* [TEXT PROVIDED]
· · ·

NOV 14, 2019
Cataract/Anterior Segment, Refractive Mgmt/Intervention
This retrospective review of 2 prior toric IOL studies compared the use of intraoperative aberrometry with current-generation formulas for eyes undergoing toric IOL implantation.
Investigators studied 132 eyes receiving 2 different toric IOLs: SN6ATx (Alcon) and Tecnis Symfony Toric (Johnson & Johnson). They compared expected residual refractive sphere and cylinder using intraoperative wavefront aberrometry with the ORA or preoperative spherical power calculations using the Barrett Universal II for the SN6ATx and the Haigis formula for the Symfony. Astigmatic power was calculated using the Barrett Toric calculator for the SN6ATx lens and the Johnson & Johnson’s Surgical Vision Toric Calculator for the Symfony.
At 3 months, the percentage of eyes with expected spherical equivalent refractions within 0.25 and 0.5 D of target was higher in the preoperative calculations group, at 87% and 65% compared with 78% and 68% in the aberrometry group, respectively (P=0.02 and P=0.05).

· · ·

* [TASK OBJECTIVE] In the toric IOL summary, which formula was used for the preoperative spherical power calculations for the Tecnis Symfony Toric lens?

* [DATA EXCERPTS]
· · ·

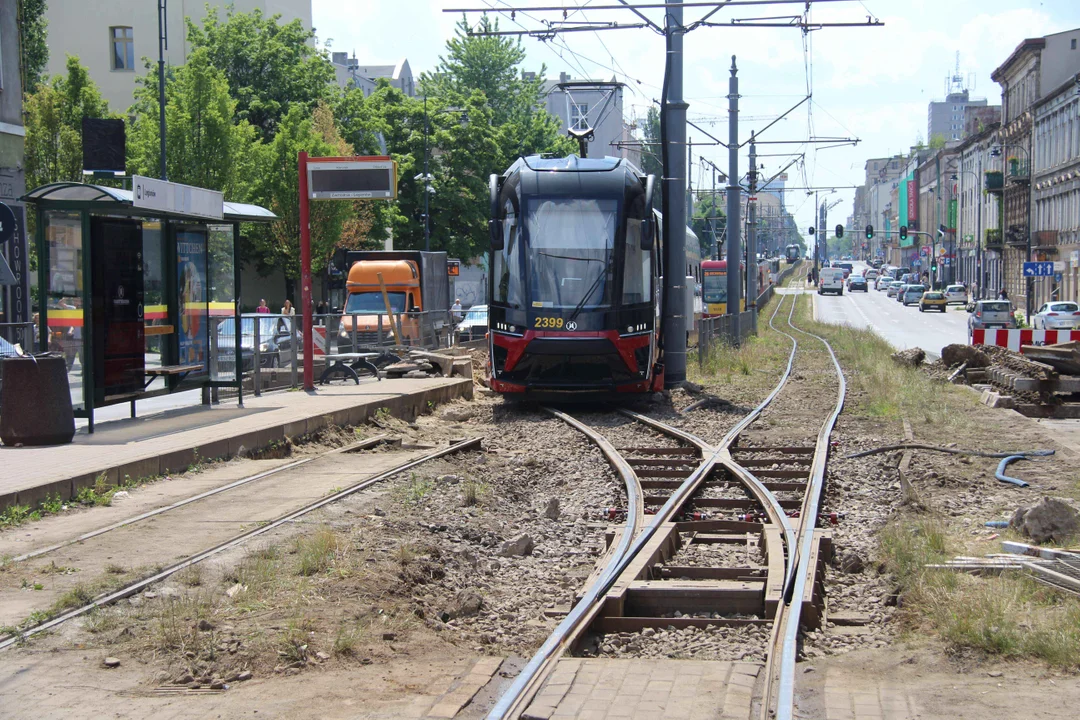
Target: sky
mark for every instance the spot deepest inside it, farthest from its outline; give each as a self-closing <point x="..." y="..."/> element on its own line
<point x="871" y="83"/>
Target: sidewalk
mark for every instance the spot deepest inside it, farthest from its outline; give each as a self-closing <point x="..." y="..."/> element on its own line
<point x="172" y="440"/>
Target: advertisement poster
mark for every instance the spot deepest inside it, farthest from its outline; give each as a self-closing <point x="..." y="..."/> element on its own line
<point x="191" y="287"/>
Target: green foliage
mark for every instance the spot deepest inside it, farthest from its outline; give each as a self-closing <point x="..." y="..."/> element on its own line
<point x="54" y="125"/>
<point x="269" y="66"/>
<point x="206" y="146"/>
<point x="32" y="34"/>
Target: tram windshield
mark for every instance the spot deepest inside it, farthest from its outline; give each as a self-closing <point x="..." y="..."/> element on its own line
<point x="715" y="286"/>
<point x="570" y="243"/>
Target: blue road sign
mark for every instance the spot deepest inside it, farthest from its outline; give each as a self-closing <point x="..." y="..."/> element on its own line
<point x="1039" y="269"/>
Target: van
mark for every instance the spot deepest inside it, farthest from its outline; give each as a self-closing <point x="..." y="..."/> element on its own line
<point x="831" y="280"/>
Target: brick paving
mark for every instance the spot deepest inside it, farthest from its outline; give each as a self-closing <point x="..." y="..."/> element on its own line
<point x="849" y="700"/>
<point x="151" y="446"/>
<point x="590" y="689"/>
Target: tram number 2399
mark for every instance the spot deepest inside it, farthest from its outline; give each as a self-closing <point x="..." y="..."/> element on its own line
<point x="553" y="323"/>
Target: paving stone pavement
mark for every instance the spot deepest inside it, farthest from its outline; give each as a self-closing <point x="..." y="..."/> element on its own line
<point x="879" y="701"/>
<point x="592" y="689"/>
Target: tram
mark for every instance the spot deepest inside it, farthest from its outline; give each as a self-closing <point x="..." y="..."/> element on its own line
<point x="575" y="273"/>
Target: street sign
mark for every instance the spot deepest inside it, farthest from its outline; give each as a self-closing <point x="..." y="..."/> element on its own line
<point x="175" y="198"/>
<point x="1038" y="269"/>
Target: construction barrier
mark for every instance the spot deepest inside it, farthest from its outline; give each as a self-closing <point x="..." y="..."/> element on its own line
<point x="1013" y="339"/>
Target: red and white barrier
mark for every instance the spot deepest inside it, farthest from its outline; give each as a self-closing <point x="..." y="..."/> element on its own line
<point x="1013" y="339"/>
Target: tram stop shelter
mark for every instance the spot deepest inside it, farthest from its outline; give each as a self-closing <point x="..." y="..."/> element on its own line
<point x="142" y="300"/>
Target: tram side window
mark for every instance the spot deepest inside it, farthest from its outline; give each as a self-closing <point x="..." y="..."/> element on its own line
<point x="637" y="269"/>
<point x="507" y="263"/>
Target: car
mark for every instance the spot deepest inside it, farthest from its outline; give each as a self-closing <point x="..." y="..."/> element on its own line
<point x="1057" y="316"/>
<point x="856" y="283"/>
<point x="912" y="294"/>
<point x="473" y="326"/>
<point x="933" y="300"/>
<point x="986" y="314"/>
<point x="956" y="294"/>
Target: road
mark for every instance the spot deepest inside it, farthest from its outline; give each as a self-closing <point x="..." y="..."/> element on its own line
<point x="902" y="327"/>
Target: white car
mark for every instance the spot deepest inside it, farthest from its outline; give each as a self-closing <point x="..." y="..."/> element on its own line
<point x="1057" y="316"/>
<point x="956" y="294"/>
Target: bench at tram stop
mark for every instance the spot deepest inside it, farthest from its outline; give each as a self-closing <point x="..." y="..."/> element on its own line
<point x="347" y="364"/>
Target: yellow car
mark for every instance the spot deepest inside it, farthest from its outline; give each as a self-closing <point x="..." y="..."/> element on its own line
<point x="932" y="300"/>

· · ·

* [ANSWER TO THIS TASK] The Haigis formula.